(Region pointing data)
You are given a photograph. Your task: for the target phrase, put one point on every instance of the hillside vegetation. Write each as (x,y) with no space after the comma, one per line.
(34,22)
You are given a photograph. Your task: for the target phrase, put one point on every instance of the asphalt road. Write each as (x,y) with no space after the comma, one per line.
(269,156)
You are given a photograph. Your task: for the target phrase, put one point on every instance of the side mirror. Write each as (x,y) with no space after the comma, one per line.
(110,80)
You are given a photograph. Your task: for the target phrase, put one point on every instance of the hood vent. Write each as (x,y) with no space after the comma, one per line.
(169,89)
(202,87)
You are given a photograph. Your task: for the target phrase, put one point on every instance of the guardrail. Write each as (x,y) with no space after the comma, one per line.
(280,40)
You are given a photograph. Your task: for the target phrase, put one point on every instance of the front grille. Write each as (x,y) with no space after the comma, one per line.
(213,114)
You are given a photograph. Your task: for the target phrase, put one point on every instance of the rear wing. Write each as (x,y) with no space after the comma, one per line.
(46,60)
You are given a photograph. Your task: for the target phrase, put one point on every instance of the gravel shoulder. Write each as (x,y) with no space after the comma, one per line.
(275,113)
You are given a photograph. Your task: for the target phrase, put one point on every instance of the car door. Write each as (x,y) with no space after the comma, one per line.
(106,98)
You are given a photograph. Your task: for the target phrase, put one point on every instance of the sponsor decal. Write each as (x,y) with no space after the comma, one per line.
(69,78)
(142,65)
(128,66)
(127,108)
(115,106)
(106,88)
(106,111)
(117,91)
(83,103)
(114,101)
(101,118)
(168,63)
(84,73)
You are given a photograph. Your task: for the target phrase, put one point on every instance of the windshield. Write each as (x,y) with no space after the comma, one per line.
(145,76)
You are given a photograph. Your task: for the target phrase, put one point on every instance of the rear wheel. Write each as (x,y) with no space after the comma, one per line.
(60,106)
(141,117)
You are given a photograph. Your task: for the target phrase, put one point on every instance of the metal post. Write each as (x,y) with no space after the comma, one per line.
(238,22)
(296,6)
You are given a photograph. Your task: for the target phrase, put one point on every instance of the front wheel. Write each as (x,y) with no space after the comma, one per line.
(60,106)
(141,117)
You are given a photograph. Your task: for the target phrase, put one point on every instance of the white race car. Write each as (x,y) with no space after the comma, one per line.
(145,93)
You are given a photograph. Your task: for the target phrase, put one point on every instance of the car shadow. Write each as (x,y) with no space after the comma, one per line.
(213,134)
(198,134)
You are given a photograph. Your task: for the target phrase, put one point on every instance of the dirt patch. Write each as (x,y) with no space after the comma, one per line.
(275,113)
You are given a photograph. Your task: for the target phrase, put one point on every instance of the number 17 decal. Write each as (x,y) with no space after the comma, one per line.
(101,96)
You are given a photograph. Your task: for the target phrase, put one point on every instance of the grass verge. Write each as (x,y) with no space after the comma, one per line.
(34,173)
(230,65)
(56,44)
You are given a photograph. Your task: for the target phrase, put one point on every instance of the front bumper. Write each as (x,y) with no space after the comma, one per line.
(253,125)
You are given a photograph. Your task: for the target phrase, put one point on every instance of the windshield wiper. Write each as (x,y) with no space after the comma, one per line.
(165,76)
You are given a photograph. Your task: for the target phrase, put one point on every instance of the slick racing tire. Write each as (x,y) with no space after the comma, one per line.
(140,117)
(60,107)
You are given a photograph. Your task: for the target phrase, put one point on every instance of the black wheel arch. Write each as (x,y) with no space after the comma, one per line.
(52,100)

INSTRUCTIONS FOR THE TASK:
All of the data is to be transcribed exactly as written.

RESPONSE BELOW:
You are given a photograph. Your task: for the target phrase, put one point on every instance of the hillside vegetation. Write each as (x,y) with no space after the comma, one per line.
(34,22)
You are given a photograph. Your task: for the target phrase, put one point on every instance of the asphalt road. Write each as (x,y) with no space after the comma, one per line.
(269,156)
You are given a photograph. Your task: for the target phrase, put one point on every instance of the side mirror. Write each as (x,y) with no space after the comma, one per line.
(110,80)
You are given a photograph. Your task: for the target phrase, put one point on every instance of the hood vent. Write each as (x,y) with no space after the comma, one per line.
(169,89)
(202,87)
You are given a photograph. Your task: for the target phrase, put one point on every instance of the guardrail. Write each as (x,y) with no space after the comma, one per line.
(280,40)
You are given a photograph. Your task: for the target phrase, put one point on every instance of the front grille. Write each as (x,y) with no space after the comma, one per line.
(213,114)
You are given a photograph. Your task: for the target phrase, put one point on every instance of the rear wing. Write each as (x,y) with no space after the comma, one per line.
(46,60)
You are given a photograph. Your task: for the target phrase, put one point on every instance of the gravel shoulder. Write each as (x,y) with no space after the comma, one per line.
(275,113)
You are given a photograph. Your task: for the target phrase, put one point on every instance of the car door. Write each as (x,y) with no space after the comma, one per line.
(106,98)
You are given a photograph. Your task: for the target phrase, put one point on every instance of the sponsor decal. Write each as (x,y) with no space after the comma, one per line.
(69,78)
(142,65)
(128,66)
(127,108)
(115,106)
(106,88)
(106,111)
(117,91)
(83,103)
(114,101)
(101,118)
(168,63)
(84,73)
You are given a photograph. Your task: for the target phrase, put one point on every instance of the windshield. Write each as (x,y) with no space after the comma, one per line.
(145,76)
You are given a photograph. Your task: for the target phrase, put one point on every instance of the rear wheel. Write each as (x,y) with no space after the comma, one per line.
(60,106)
(141,117)
You are given a photograph. Your task: for the target phrase, put one point on every instance of the metal post. Write each as (x,y) with no space after the comma, one per line.
(238,22)
(296,6)
You are given a photograph. Your task: for the target phrase, put one point on every instance of the front wheel. Write each as (x,y) with no space after the comma, one per line.
(60,106)
(141,117)
You are given a photograph. Your task: for the target phrase, put one point on every instance of the white race car. Write each as (x,y) with no space after the comma, one per line.
(145,93)
You are given a photograph. Your task: for the target phrase, put one point on every instance of the car shadow. Write each as (x,y) with no space after the comma, one per line.
(213,134)
(198,134)
You are given a photograph. Your task: for the target phrase, put one point on every instance of the dirt patch. Write each as (x,y) with no space after the comma, one per line.
(275,113)
You are given a photograph. Your task: for the target phrase, put one point on every instance of the number 17 decal. Write each as (x,y) with no space after the comma, one per line.
(101,96)
You are given a photograph. Your task: for the target phrase, put one point on every instance of the grass verge. Write each as (x,y) with no space after the comma, one per line.
(34,173)
(230,65)
(56,44)
You are given a photograph. Your task: for the target phrase, put one point on every instance of the front bumper. Write each as (x,y) with no space after the comma, one per line.
(253,125)
You are given a photograph. Your task: for the target phrase, put one point on every instance of the windshield wiper. Write each as (x,y) with no space after the comma, one per line.
(165,76)
You are given a photograph. Your task: for the target phrase, put one point on every instance of the slick racing tire. Write each as (x,y) with no space after the comma, one per line.
(140,117)
(60,107)
You are given a photograph. Your task: for the target phrase, put one point on every instance of the black wheel arch. Write each as (x,y) with no space after the comma, one per line.
(52,100)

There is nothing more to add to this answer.